+++ Material to process +++

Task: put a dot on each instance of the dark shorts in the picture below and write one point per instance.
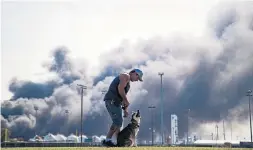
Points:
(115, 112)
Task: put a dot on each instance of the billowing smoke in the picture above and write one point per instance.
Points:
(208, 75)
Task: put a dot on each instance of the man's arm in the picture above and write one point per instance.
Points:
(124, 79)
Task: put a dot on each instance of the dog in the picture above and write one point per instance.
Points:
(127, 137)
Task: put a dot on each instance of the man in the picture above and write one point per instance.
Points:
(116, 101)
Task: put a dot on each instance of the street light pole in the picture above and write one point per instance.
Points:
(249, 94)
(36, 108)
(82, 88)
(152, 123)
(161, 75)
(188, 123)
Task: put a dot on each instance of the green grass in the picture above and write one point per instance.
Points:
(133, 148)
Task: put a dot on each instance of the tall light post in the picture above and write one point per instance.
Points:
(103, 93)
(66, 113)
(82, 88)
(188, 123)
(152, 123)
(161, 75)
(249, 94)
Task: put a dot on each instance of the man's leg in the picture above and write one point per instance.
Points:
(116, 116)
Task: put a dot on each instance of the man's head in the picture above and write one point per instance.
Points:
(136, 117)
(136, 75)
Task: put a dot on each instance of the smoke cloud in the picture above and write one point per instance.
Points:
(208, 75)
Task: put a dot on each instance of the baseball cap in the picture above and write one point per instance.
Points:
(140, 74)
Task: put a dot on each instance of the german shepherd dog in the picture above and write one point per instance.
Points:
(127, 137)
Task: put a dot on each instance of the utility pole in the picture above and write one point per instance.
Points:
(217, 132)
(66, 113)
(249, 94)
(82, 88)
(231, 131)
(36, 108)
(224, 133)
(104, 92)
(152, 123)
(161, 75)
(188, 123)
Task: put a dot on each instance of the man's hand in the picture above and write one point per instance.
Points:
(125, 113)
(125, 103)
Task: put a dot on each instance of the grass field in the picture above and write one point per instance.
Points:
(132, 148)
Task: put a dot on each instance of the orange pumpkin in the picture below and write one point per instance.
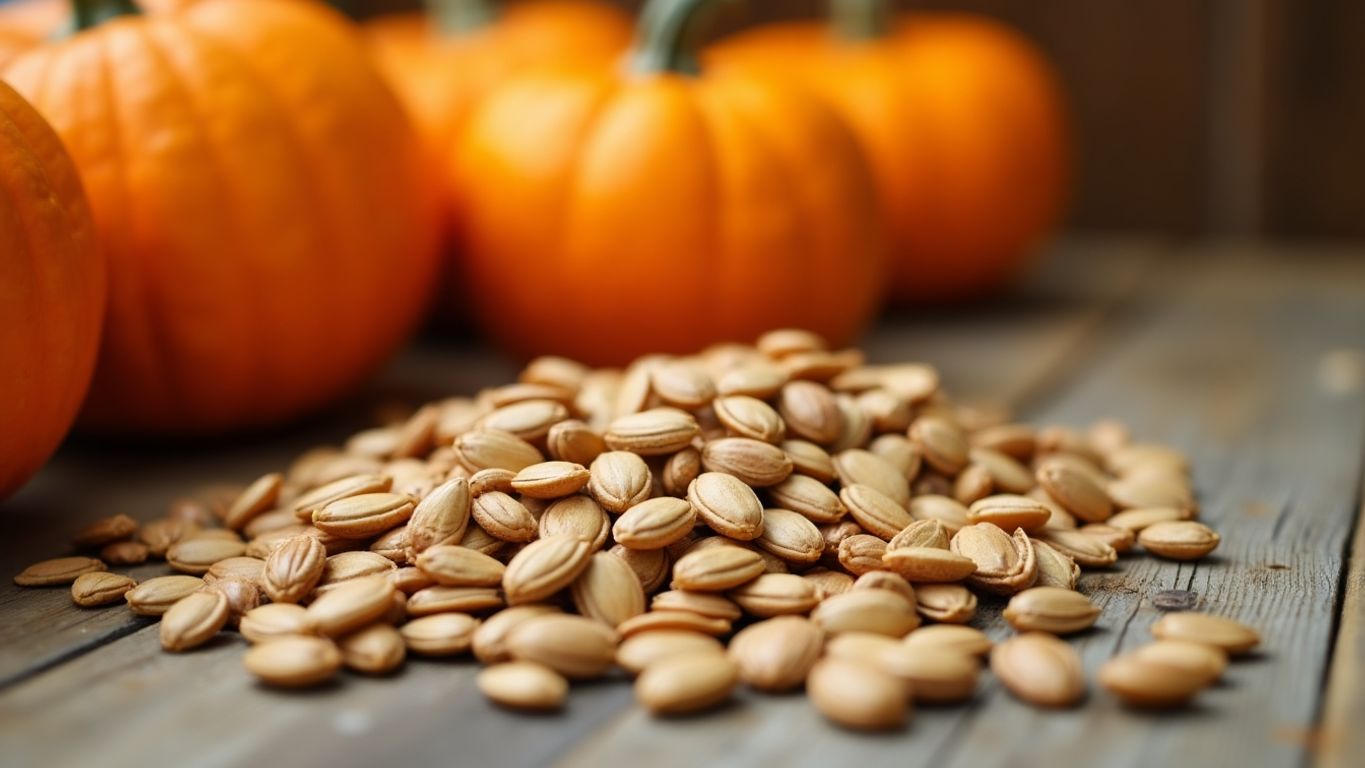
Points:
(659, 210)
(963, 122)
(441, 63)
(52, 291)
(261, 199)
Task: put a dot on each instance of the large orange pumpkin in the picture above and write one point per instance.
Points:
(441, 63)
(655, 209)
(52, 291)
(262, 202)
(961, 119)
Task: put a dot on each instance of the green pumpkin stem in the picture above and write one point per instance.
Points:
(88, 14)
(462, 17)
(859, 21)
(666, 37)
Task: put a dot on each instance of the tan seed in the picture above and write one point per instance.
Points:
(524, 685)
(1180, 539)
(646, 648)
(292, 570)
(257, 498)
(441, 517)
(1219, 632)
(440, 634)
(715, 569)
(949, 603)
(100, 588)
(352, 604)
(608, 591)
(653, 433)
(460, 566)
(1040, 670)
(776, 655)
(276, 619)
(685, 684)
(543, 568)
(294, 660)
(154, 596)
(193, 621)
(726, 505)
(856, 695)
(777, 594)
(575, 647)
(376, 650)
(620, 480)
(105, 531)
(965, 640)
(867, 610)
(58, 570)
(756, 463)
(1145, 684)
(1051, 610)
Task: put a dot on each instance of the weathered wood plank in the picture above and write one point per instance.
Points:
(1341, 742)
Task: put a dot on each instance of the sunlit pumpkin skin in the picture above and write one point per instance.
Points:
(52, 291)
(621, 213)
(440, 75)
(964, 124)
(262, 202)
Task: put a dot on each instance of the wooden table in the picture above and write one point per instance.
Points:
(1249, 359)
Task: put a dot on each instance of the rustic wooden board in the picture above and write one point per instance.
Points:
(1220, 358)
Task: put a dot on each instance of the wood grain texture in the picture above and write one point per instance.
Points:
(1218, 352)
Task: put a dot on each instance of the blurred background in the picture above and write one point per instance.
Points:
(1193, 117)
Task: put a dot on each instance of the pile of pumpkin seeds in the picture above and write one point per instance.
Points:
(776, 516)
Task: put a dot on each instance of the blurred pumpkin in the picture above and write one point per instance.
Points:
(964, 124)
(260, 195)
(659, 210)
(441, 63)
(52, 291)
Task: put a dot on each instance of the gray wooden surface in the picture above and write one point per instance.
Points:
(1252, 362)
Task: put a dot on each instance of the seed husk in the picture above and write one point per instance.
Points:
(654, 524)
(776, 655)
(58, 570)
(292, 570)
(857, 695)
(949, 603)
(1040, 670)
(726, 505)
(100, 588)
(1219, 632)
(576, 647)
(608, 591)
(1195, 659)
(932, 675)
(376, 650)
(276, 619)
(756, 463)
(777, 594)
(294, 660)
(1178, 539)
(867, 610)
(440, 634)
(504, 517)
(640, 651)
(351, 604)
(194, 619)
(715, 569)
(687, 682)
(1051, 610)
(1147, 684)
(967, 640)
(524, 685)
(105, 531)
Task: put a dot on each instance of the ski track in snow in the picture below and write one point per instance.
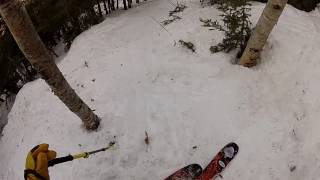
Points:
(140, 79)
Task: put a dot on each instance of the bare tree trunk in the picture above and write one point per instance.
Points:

+++

## Problem requirements
Report how many lines of the records above contain the word "below", and give only that number.

## Solution for this task
3